[Part of a data file]
----

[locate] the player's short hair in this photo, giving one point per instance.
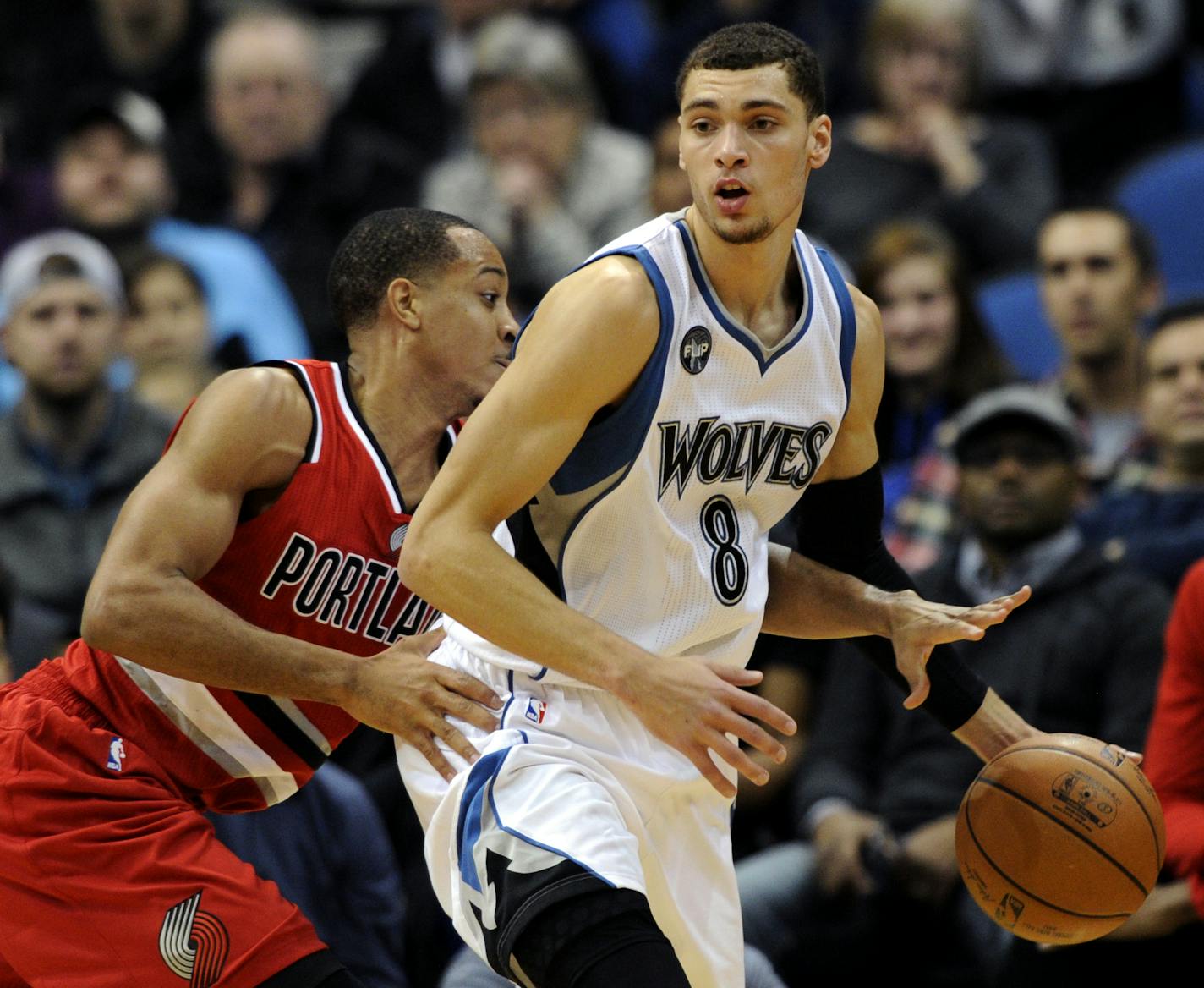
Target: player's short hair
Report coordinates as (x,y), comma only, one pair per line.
(749,46)
(386,244)
(1141,243)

----

Copy every line of the entries above verbatim, leaving out the pictures.

→ **Correct response**:
[locate] the player's short hair in this photo, giving one point per instance.
Target: player's short hair
Report coordinates as (x,y), comma only, one pair per line.
(749,46)
(386,244)
(1141,243)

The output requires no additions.